**EXCERPT**
┄┄┄┄┄┄
40,000 fMRI Studies Are Not Wrong

A common saying in the media used to be “If it bleeds, it leads.” Nowadays, people talk about click-bait headlines. The more salacious and tantalizing the headline, the more likely people will click on that article, driving up profit for web-based advertising. The newsworthiness or the veracity of the story are inconsequential. Unfortunately, click-bait language is now entering academia.

Recently, a paper was published in the Proceedings of the National Academy of Sciences called “Cluster failure: Why fMRI inferences for spatial extent have inflated false-positive rates” by Anders Eklund, Thomas E. Nichols, and Hans Knutsson. The paper uses resting state fMRI data to estimate the familywise error rate of group statistical analyses when using a cluster threshold to control for multiple comparisons. When expecting 5% false positives, the study instead found much higher false positive rates, including rates up to 70%. The authors state that the “results question the validity of some 40,000 fMRI studies and may have a large impact on the interpretation of neuroimaging results.”

This is an example of click-bait language entering academic papers. This is a foolish (and unprofessional) claim to make. To make a claim like this, they would need to comb through hundreds of fMRI papers, determining how many studies use cluster thresholds and large, voxelwise p-values. But the authors do not do this. Nevertheless, this paper caused a firestorm in the popular science journalism online, making headlines such as these:

Bug in fMRI software calls 15 years of research into question (Wired)

A bug in fMRI software could invalidate 15 years of brain research (Science alert)

Tens of thousands of FMRI brain studies may be flawed (Forbes)

Software faults raise questions about the validity of brain studies (Ars Technica)

15 years of brain research has been invalidated by a software bug, says Swedish scientists (International Business Times)

When big data is bad data (ZDNet)

Thousands of fMRI brain studies in doubt due to software flaws (New Scientist)

 

These headlines are disappointing for many reasons. First, it was not a software bug that was discovered. Instead, the study found incorrect assumptions about fMRI data that led to a higher than expected rate of false positives. Second, the paper did not find that big data is bad data. Instead, it used big data to find the problem. This is an example of big data helping science.

 

In reality, the paper reports some very important findings. The study found that there are two incorrect assumptions that lead to inflated significance of statistical analyses when cluster thresholds are used. One is that the imaging data has non-Gaussian spatial autocorrelation functions. Spatial autocorrelation is a fancy way of saying that neighboring voxels (or 3D pixels) have similarities in their time course signals. It has previously been assumed that this similarity could be explained by a simple Gaussian model. The Eklund study showed that this is wrong. Two, the study found that the spatial smoothness in the images is not constant throughout the brain. Instead, the spatial smoothness varies.
┄┄┄┄┄┄
**DATA EXTRACT**
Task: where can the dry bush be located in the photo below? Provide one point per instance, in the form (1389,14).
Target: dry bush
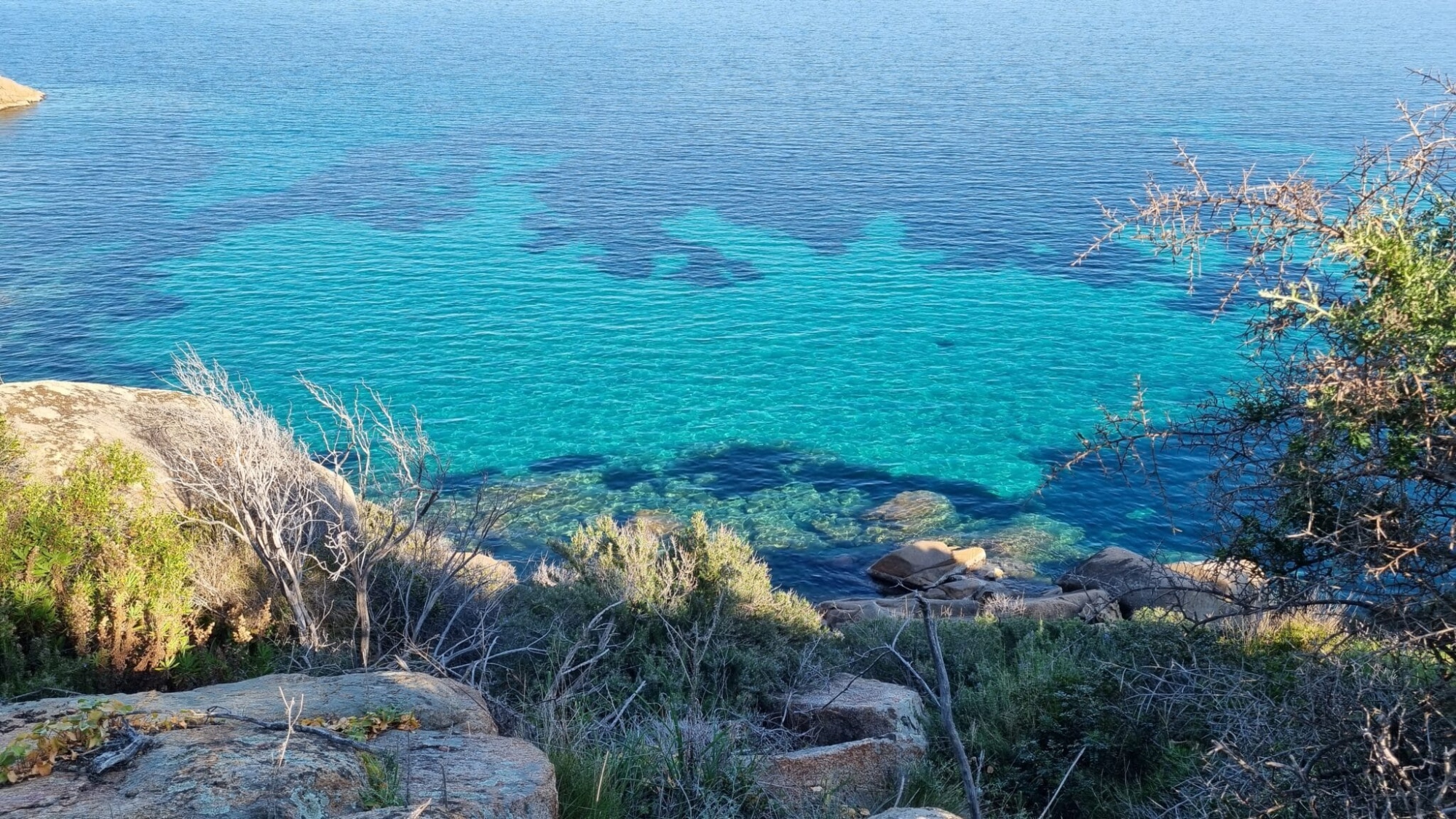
┄┄┄┄┄┄
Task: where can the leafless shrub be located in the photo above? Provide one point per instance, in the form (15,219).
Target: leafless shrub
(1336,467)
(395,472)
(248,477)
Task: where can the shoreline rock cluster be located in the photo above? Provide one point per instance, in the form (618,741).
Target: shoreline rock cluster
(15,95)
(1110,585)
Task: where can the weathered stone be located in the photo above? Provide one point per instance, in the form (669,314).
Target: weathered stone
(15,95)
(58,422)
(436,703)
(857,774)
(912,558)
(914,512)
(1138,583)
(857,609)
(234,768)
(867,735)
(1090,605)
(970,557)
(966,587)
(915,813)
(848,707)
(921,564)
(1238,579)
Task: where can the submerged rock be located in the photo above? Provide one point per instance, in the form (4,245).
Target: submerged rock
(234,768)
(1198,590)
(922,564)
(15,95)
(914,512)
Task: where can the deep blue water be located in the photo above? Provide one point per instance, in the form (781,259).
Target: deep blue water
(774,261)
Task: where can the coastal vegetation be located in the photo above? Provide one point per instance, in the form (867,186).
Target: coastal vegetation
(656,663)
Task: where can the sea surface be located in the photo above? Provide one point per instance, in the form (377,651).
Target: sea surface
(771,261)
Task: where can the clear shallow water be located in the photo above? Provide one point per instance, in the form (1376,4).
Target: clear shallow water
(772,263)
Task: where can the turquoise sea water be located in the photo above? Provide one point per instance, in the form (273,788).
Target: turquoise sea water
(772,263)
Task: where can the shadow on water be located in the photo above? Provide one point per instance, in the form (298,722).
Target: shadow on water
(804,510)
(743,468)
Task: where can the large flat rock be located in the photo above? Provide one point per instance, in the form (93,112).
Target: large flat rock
┄┄┄┄┄┄
**WHAT THIS EXERCISE ASKS**
1: According to the article on fMRI studies, in which journal was the paper by Eklund, Nichols, and Knutsson published?
2: Write the next part of the article on the fMRI cluster-failure paper, picking up right after its final sentence.

**ANSWERS PER TASK**
1: The Proceedings of the National Academy of Sciences.

2:
 

Both of these findings are important and should be taken into account when applying the cluster threshold. Eklund et al. suggest the use of non-parametric statistical methods, meaning using bootstrap methods to determine the statistical significance of clusters. This is one good solution. However, other solutions exist as well. Researchers could choose to not use cluster threshold and instead rely on false discovery rate (FDR) thresholding, which fMRI researchers have been using since at least 2002. It may also be possible to use smaller cluster determining thresholds (also called voxelwise p-values).

 

The authors make one more very important point. They state that “the fMRI community should, in our opinion, focus on validation of existing methods.” This is most definitely true. Unfortunately, researchers are generally more motivated to develop new methods rather than refine old methods. New ideas grab grants and publications in leading journals. There is not much personal incentive for scientists to validate methods and repeat studies. However, the neuroimaging community would be much better served if existing methods could be validated, especially as there are many potential clinical uses of fMRI on the horizon.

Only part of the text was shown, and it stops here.